### Document passage
::::::::::

Single by Glasvegas

from the album Later...When The TV Turns To Static
- Released: 8 July 2013
- Genre: Indie rock
- Length: 4:29 (single version)
- Label: BMG
- Songwriter(s): James Allan
- Producer(s): James Allan

Glasvegas singles chronology
| "I'd Rather Be Dead (Than Be With You)" (2013) | "If" (2013) |  |

= If (Glasvegas song) =

"If" is a 2013 single by Scottish Indie rock band Glasvegas. It was released on 8 July 2013. It is the second single from their third studio album Later...When The TV Turns To Static. It was written and produced by lead singer James Allan.

==Critical reception==
On release, the single was met with good reviews. Nick Levine of NME says that "'If' is grand, ragged round the edges, and wiser than you’ll ever be." He goes on to say "Welcome back to ‘brilliant’." Mickey McMonagle of the Daily Record says "this song has grown into a phenomenal piece of music." He then goes on to say "it’s destined to be a huge favourite live and MUST be a single." He concluded "Unmistakably Glasvegas at their very best."

==Music video==
A music video to accompany the release of "If" was first released onto YouTube on 8 July 2013. The video features William Shatner and is Glasvegas’ take on The Old Grey Whistle Test. "We played on the Late Show with Craig Ferguson in LA a couple of years ago and William Shatner introduced us as he is a fan of the band," Allan said. "We thought it would be a cool thing to add in for the new video since it also has a ‘late show’ theme.

"It’s a simple live performance by the band with an abstract part in the middle where it looks like the video has been taped over with random visuals. The video has a filter that we wanted to put on it just to make it look even more like you were watching a recording on VCR. Old school!"

==Songs==
- "If" was premiered live in 2011 and has been played since in following tours. Allan explains "Quite a sympathetic song. It seems a shame the hardest, toughest things seem to define people. It’s not the times you hold the medal or wins that do it. The song is a spiritual view on things – without something evil, the kind-hearted man would walk on by, invisible." James Allan states, "My idea for the song came about during a phone call a while back with my good friend Alan McGee. He was talking to me about something quite difficult that was going on at the time and I said to him, 'Alan, if we didn't go through the bad stuff, we wouldn't recognize the good stuff; it would be invisible to you."

::::::::::

### Dataset extract
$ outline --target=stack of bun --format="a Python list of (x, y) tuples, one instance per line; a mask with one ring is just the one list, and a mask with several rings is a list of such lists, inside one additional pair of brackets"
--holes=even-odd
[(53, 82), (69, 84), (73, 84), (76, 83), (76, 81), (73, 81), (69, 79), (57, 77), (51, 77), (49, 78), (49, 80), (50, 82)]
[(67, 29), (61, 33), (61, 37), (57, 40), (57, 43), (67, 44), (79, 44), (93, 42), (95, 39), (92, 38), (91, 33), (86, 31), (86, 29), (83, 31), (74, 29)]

::::::::::

### What to do
1/ Decide whether each statement below agrees with the article on the Glasvegas song "If", answering yes or no and quoting the words of the article that decide it.
(a) The single was put out on the BMG label.
(b) Nick Levine reviewed the single for the Daily Record.
(c) The music video first appeared on YouTube on the same day the single was released.
2/ Answer these questions using the article on the Glasvegas song "If".
(a) Which of the band's studio albums, by number, includes "If"?
(b) Who introduced the band on the Late Show with Craig Ferguson?
(c) In what year was "If" first performed live?
3/ Translate this sentence from the article on the Glasvegas song "If" into French: "The video features William Shatner and is Glasvegas’ take on The Old Grey Whistle Test."

### The answers
1/
(a) Yes: "Label: BMG"
(b) No: "Nick Levine of NME"
(c) Yes: "It was released on 8 July 2013" and "first released onto YouTube on 8 July 2013"

2/
(a) Their third studio album, Later...When The TV Turns To Static
(b) William Shatner
(c) 2011

3/ La vidéo met en scène William Shatner et constitue la réinterprétation de The Old Grey Whistle Test par Glasvegas.